### Text under study
▬▬▬▬▬▬▬▬▬▬

National Clinical Guidelines for Non-surgical Treatment of Low Back Pain or Lumbar Radiculopathy
Written by Editor   
Monday, October 02, 2017 02:52 PM

Two multidisciplinary working groups formulated recommendations to summarize recommendations about 20 non-surgical interventions for recent onset (<12 weeks) non-specific low back pain (LBP) and lumbar radiculopathy (LR) based on two guidelines from the Danish Health Authority.

Sixteen recommendations were based on evidence, and four on consensus. Management of LBP and LR should include information about prognosis, warning signs, and advise to remain active. If treatment is needed, the guidelines suggest using patient education, different types of supervised exercise, and manual therapy. The guidelines recommend against acupuncture, routine use of imaging, targeted treatment, extraforaminal glucocorticoid injection, paracetamol, NSAIDs, and opioids.

▬▬▬▬▬▬▬▬▬▬

### Entries supplied
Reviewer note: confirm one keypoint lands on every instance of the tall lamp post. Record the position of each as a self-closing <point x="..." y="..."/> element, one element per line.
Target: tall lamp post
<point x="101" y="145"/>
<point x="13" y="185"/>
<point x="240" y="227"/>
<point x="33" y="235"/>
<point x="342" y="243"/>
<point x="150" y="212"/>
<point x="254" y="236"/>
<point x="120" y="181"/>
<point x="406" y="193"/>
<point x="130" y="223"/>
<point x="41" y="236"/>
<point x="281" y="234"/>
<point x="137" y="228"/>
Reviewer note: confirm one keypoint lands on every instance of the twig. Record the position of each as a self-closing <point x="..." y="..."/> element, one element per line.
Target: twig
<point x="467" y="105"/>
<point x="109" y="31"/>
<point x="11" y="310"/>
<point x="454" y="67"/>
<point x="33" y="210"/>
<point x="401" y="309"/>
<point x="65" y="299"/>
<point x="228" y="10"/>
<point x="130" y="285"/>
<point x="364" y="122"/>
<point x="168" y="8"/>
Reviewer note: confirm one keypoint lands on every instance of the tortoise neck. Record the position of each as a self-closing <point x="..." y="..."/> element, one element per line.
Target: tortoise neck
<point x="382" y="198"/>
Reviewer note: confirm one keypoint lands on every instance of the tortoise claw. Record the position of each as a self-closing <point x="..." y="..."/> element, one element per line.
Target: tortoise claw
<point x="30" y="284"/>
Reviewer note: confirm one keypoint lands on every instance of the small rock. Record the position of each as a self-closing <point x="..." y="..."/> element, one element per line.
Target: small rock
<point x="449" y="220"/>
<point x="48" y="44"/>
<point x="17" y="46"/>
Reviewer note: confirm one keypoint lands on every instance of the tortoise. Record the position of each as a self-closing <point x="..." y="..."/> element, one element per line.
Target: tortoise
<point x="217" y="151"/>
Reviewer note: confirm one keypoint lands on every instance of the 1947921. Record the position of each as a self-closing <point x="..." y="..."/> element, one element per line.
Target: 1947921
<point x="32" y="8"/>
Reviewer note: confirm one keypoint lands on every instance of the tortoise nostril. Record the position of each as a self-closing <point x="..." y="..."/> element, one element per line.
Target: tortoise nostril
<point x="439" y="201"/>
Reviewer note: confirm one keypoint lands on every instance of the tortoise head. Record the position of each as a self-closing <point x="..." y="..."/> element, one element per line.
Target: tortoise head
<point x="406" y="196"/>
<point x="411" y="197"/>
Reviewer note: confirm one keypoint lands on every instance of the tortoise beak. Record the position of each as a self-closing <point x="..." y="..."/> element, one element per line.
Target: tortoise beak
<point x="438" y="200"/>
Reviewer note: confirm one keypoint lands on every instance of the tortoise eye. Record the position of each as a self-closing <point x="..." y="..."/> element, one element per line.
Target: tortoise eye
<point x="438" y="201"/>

▬▬▬▬▬▬▬▬▬▬

### What is being asked
Edit everything from "National Clinical Guidelines" down to "Danish Health Authority." in the text on low back pain treatment by putting "interdisciplinary" in place of "multidisciplinary". The material is separate from the text on low back pain treatment.

### Task answer
National Clinical Guidelines for Non-surgical Treatment of Low Back Pain or Lumbar Radiculopathy
Written by Editor   
Monday, October 02, 2017 02:52 PM

Two interdisciplinary working groups formulated recommendations to summarize recommendations about 20 non-surgical interventions for recent onset (<12 weeks) non-specific low back pain (LBP) and lumbar radiculopathy (LR) based on two guidelines from the Danish Health Authority.